• TASK TO COMPLETE: Retype all of the material below word for word, but leave out the pictures.

[Collected data]
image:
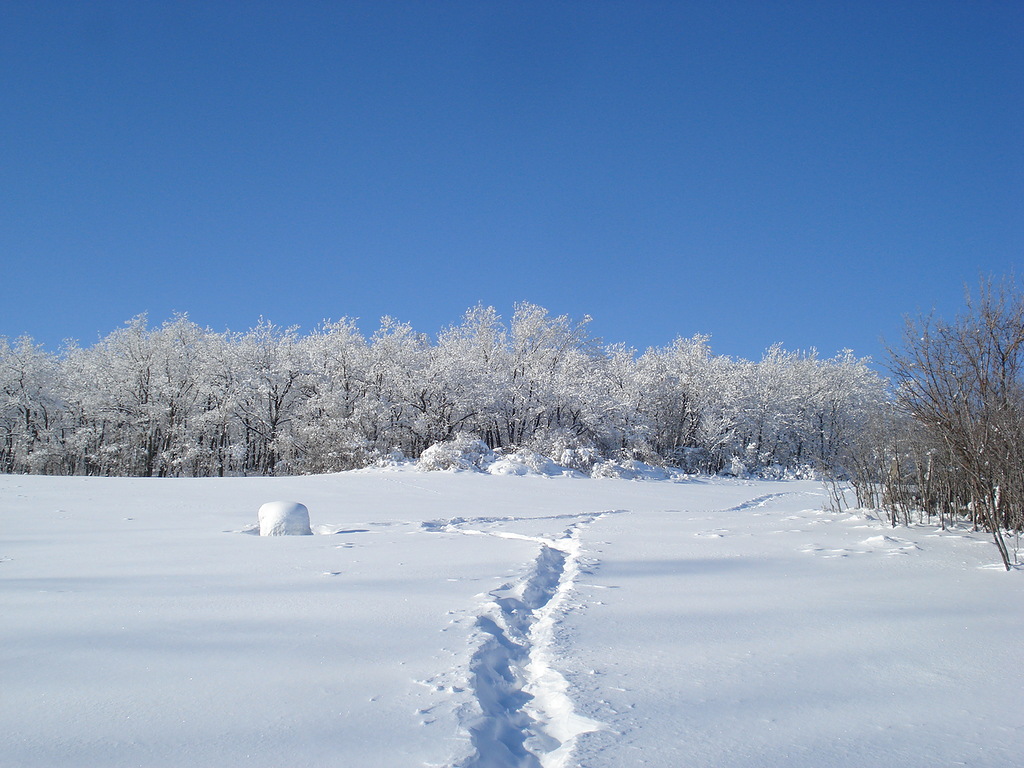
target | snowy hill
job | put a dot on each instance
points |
(469, 620)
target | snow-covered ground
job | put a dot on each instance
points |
(470, 620)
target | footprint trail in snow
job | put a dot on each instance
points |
(523, 716)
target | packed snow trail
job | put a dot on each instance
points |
(526, 718)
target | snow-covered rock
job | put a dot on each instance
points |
(284, 518)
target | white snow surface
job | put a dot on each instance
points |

• ANSWER TO THIS EXERCISE:
image:
target | snowy hill
job | put a dot on each instance
points |
(469, 620)
target | snow-covered ground
job | put a dot on each instance
points |
(470, 620)
target | footprint trail in snow
job | put a dot on each instance
points |
(523, 716)
target | packed snow trail
job | put a dot on each instance
points |
(526, 718)
target | snow-covered rock
job | put a dot on each instance
points |
(284, 518)
target | white snow surface
job | put a dot on each instance
points |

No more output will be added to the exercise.